Reproduce the whole listing that follows, character for character, and drop the images.

DATA IN THIS EXERCISE:
[Start of section]
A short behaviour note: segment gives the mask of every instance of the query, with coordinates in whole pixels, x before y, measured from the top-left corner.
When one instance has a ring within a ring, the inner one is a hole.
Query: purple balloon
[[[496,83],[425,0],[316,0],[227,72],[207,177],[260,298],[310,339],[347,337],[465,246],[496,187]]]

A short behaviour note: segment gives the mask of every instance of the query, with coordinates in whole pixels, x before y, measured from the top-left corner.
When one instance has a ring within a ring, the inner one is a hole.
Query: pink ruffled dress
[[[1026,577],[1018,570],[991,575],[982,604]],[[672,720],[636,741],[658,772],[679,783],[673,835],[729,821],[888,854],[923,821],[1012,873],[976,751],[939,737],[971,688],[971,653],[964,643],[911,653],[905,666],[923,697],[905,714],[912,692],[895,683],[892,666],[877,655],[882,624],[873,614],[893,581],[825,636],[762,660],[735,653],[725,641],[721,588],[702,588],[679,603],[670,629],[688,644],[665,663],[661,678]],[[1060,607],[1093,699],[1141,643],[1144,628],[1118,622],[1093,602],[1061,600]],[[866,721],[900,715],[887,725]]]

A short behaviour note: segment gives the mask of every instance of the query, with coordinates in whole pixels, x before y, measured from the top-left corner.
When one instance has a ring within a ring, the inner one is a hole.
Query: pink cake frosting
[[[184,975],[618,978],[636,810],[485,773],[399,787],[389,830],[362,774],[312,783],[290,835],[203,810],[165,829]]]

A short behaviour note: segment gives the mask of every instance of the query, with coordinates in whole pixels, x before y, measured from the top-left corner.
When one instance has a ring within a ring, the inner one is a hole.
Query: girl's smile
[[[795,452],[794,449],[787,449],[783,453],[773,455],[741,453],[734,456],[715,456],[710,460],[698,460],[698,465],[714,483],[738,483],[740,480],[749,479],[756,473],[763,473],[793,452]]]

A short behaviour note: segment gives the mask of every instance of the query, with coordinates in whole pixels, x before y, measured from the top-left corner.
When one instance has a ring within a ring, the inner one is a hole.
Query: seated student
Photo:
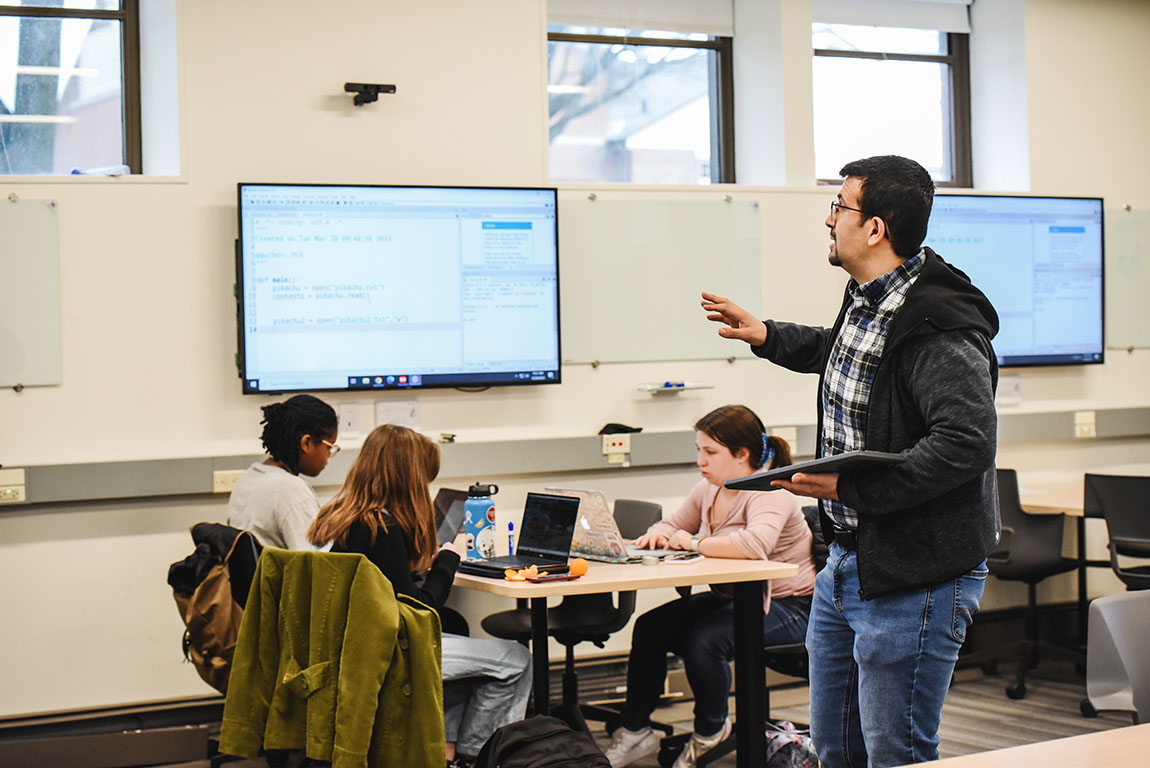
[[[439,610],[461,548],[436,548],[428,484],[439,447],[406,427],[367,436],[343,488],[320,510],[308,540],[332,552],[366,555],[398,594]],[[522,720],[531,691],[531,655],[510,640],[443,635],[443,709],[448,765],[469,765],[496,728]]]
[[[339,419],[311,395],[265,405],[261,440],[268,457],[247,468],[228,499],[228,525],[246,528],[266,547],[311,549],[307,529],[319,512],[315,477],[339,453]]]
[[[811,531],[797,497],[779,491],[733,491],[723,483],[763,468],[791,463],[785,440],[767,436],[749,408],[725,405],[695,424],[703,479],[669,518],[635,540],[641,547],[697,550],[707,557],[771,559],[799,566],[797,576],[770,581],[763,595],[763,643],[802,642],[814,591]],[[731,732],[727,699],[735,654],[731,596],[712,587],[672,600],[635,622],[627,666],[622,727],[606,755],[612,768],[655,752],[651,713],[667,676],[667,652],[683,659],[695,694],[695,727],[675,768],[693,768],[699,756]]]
[End of section]
SOLUTION FOR THIS TASK:
A short behaviour note: segment gives the mask of every instance of the query, with coordinates in whole pixels, x before y, measured from the top-left corner.
When one instance has a ring within a ring, the inner one is a hole.
Query: purple balloon
[[[496,83],[425,0],[316,0],[227,72],[207,177],[260,298],[310,339],[347,337],[465,246],[496,187]]]

A short behaviour note: segment gives the mask of every instance of the query, with coordinates in whole pixels, x before y, measured from the top-left corner.
When one instance has a ring within a ring, the inner one is a hole.
Query: pink ruffled dress
[[[1026,577],[1018,570],[991,575],[982,604]],[[672,720],[636,741],[658,772],[679,783],[673,835],[729,821],[888,854],[923,821],[1012,873],[976,751],[939,737],[971,688],[971,653],[964,643],[911,653],[905,666],[923,697],[905,714],[912,692],[895,683],[892,666],[877,655],[882,624],[873,614],[893,581],[825,636],[762,660],[735,653],[725,641],[721,588],[702,588],[679,603],[670,629],[688,644],[665,663],[661,678]],[[1060,607],[1093,699],[1141,643],[1144,628],[1118,622],[1093,602],[1061,600]],[[866,721],[900,715],[887,725]]]

A short behaviour note: segment gives the mask of every instance of the query, with coordinates in whole pixels, x before y, measured from the top-left corner.
When one instance has a ring within a ring, the inner one is a hole.
Query: pink cake frosting
[[[184,975],[618,978],[636,810],[485,773],[399,787],[389,830],[362,774],[312,783],[290,835],[203,810],[165,829]]]

A short behaviour note: segment gives the mask of every instance of the query, with coordinates in whole pixels, x before y, measured from the top-left corner.
When one instance has a ring within a ring, the inner one is a hole.
Query: girl's smile
[[[795,452],[794,449],[787,449],[783,453],[773,455],[741,453],[734,456],[715,456],[710,460],[698,460],[698,465],[714,483],[738,483],[740,480],[749,479],[756,473],[763,473],[793,452]]]

A short behaviour note: segment gives the mask of every instance of the query, with coordinates in whole pixels, x before y, measured from the top-left corner.
When one instance has a ring within a ring, the inner one is a hole.
Query: seated student
Photo:
[[[439,610],[461,548],[436,548],[428,484],[439,447],[406,427],[367,436],[343,488],[320,510],[308,540],[332,552],[366,555],[398,594]],[[522,720],[531,691],[531,655],[510,640],[443,635],[443,709],[448,765],[469,765],[496,728]]]
[[[339,419],[311,395],[265,405],[261,440],[268,457],[247,468],[228,499],[228,525],[246,528],[266,547],[311,549],[307,529],[319,512],[315,477],[339,453]]]
[[[811,531],[797,497],[779,491],[733,491],[723,483],[763,468],[791,463],[785,440],[767,436],[749,408],[725,405],[695,424],[703,479],[669,518],[635,540],[641,547],[697,550],[707,557],[771,559],[799,566],[797,576],[770,581],[763,595],[763,643],[802,642],[814,591]],[[731,732],[727,699],[735,654],[731,596],[712,587],[672,600],[635,622],[627,666],[622,727],[606,755],[612,768],[655,752],[651,713],[667,676],[667,652],[683,659],[695,694],[695,727],[675,768],[693,768],[699,756]]]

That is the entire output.